→ **PAGE**:
------------------------------------------------------------------------
Labels in Gcc Inline Assembly

Labels in GCC inline assembly

A declaration of a local label is indeed a number followed by a colon. But a reference to a local label needs a suffix of f or b, depending on whether you want to look forwards or backwards - i.e. 1f refers to the next 1: label in the forwards direction.

So declaring the label as 1: is correct; but to reference it, you need to say jmp 1f (because you are jumping forwards in this case).

How Do I Use Labels In GCC Inline Assembly?

There are plenty of tutorials - including this one (probably the best I know of), and some info on operand size modifiers.

Here's the first implementation - swap_2 :

void swap_2 (int *a, int *b)
{
int tmp0, tmp1;

__asm__ volatile (
"movl (%0), %k2\n\t" /* %2 (tmp0) = (*a) */
"movl (%1), %k3\n\t" /* %3 (tmp1) = (*b) */
"cmpl %k3, %k2\n\t"
"jle %=f\n\t" /* if (%2 <= %3) (at&t!) */
"movl %k3, (%0)\n\t"
"movl %k2, (%1)\n\t"
"%=:\n\t"

: "+r" (a), "+r" (b), "=r" (tmp0), "=r" (tmp1) :
: "memory" /* "cc" */ );
}

A few notes:

  • volatile (or __volatile__) is required, as the compiler only 'sees' (a) and (b) (and doesn't 'know' you're potentially exchanging their contents), and would otherwise be free to optimize the whole asm statement away - tmp0 and tmp1 would otherwise be considered unused variables too.

  • "+r" means that this is both an input and output that may be modified; only it isn't in this case, and they could strictly be input only - more on that in a bit...

  • The 'l' suffix on 'movl' isn't really necessary; neither is the 'k' (32-bit) length modifier for the registers. Since you're using the Linux (ELF) ABI, an int is 32 bits for both IA32 and x86-64 ABIs.

  • The %= token generates a unique label for us. BTW, the jump syntax <label>f means a forward jump, and <label>b means back.

  • For correctness, we need "memory" as the compiler has no way of knowing if values from dereferenced pointers have been changed. This may be an issue in more complex inline asm surrounded by C code, as it invalidates all currently held values in memory - and is often a sledgehammer approach. Appearing at the end of a function in this fashion, it's not going to be an issue - but you can read more on it here (see: Clobbers)

  • The "cc" flags register clobber is detailed in the same section. on x86, it does nothing. Some writers include it for clarity, but since practically all non-trivial asm statements affect the flags register, it's just assumed to be clobbered by default.

Here's the C implementation - swap_1 :

void swap_1 (int *a, int *b)
{
if (*a > *b)
{
int t = *a; *a = *b; *b = t;
}
}

Compiling with gcc -O2 for x86-64 ELF, I get identical code. Just a bit of luck that the compiler chose tmp0 and tmp1 to use the same free registers for temps... cutting out the noise, like the .cfi directives, etc., gives:

swap_2:
movl (%rdi), %eax
movl (%rsi), %edx
cmpl %edx, %eax
jle 21f
movl %edx, (%rdi)
------------------------------------------------------------------------
→ **RAW DATA**:
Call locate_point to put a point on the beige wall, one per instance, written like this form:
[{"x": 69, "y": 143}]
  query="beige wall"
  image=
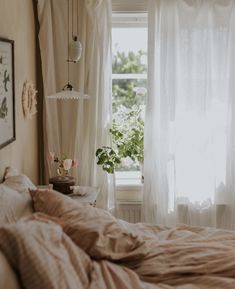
[{"x": 17, "y": 23}]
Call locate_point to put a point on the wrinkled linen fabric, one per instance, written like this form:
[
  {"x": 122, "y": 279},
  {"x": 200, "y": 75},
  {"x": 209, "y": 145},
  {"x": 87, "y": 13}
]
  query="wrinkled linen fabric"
[
  {"x": 95, "y": 230},
  {"x": 47, "y": 258}
]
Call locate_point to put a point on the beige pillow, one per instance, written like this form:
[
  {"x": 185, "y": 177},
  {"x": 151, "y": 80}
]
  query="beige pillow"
[
  {"x": 94, "y": 230},
  {"x": 13, "y": 204},
  {"x": 45, "y": 258},
  {"x": 8, "y": 278}
]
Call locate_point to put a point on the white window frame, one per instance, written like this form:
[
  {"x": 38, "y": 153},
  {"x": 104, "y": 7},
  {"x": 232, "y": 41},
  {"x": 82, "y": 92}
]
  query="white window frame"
[{"x": 130, "y": 180}]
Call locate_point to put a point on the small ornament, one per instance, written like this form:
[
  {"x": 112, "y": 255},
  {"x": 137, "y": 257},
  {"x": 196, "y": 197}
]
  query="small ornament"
[{"x": 29, "y": 100}]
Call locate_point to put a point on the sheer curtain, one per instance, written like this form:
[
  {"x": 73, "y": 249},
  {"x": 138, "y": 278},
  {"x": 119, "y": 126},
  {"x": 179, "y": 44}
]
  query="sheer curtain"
[
  {"x": 190, "y": 114},
  {"x": 78, "y": 127}
]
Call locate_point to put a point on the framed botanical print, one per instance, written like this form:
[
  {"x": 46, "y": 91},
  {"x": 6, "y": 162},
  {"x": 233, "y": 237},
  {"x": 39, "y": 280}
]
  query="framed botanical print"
[{"x": 7, "y": 92}]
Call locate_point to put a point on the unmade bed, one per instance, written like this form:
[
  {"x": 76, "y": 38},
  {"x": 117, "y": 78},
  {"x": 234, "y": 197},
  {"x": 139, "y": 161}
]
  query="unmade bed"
[{"x": 49, "y": 241}]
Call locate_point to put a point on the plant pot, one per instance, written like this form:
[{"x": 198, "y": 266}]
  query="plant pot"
[{"x": 62, "y": 184}]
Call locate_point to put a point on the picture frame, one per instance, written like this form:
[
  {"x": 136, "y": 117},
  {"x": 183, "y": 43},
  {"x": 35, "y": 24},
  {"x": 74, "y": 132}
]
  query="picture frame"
[{"x": 7, "y": 92}]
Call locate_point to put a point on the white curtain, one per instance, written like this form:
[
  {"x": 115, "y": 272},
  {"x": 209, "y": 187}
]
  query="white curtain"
[
  {"x": 78, "y": 127},
  {"x": 190, "y": 114}
]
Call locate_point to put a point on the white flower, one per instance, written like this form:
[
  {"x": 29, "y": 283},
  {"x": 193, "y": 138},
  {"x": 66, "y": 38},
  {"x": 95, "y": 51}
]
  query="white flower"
[{"x": 67, "y": 164}]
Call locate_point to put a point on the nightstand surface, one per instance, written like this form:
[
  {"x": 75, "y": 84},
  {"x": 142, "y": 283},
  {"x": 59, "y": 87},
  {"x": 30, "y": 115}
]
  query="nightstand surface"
[{"x": 90, "y": 196}]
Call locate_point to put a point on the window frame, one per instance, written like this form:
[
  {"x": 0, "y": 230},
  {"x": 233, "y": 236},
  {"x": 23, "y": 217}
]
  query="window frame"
[{"x": 129, "y": 20}]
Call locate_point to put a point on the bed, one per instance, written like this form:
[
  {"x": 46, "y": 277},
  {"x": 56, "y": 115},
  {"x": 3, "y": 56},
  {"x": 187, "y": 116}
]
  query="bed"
[{"x": 49, "y": 241}]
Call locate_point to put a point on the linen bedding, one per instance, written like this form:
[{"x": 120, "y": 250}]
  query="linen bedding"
[{"x": 65, "y": 245}]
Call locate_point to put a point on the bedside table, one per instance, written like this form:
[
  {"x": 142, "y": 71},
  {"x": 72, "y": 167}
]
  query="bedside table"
[{"x": 91, "y": 194}]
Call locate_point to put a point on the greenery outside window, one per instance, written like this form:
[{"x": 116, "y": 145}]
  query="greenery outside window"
[{"x": 129, "y": 89}]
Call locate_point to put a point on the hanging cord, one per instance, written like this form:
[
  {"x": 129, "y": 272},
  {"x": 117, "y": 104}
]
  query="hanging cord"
[{"x": 74, "y": 36}]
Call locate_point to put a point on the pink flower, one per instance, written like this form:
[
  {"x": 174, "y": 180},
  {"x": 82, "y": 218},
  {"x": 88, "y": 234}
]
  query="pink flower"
[
  {"x": 74, "y": 163},
  {"x": 51, "y": 156},
  {"x": 67, "y": 164}
]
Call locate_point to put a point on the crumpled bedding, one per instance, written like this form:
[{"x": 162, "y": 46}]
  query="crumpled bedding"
[
  {"x": 66, "y": 245},
  {"x": 180, "y": 257}
]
------------------------------------------------------------------------
→ **WHAT TO WORK ON**:
- a) From the page on labels in GCC inline assembly, reproduce the passage from "Compiling with gcc" to "movl %edx, (%rdi)" word for word.
- b) In the page on labels in GCC inline assembly, list every register that appears in the compiled swap_2 listing shown at the end.
- c) According to the page on labels in GCC inline assembly, what does the %= token generate?

→ **RESULTS OF THE EXERCISE**:
- a)
Compiling with gcc -O2 for x86-64 ELF, I get identical code. Just a bit of luck that the compiler chose tmp0 and tmp1 to use the same free registers for temps... cutting out the noise, like the .cfi directives, etc., gives:

swap_2:
movl (%rdi), %eax
movl (%rsi), %edx
cmpl %edx, %eax
jle 21f
movl %edx, (%rdi)

- b) %rdi, %eax, %rsi, %edx

- c) A unique label.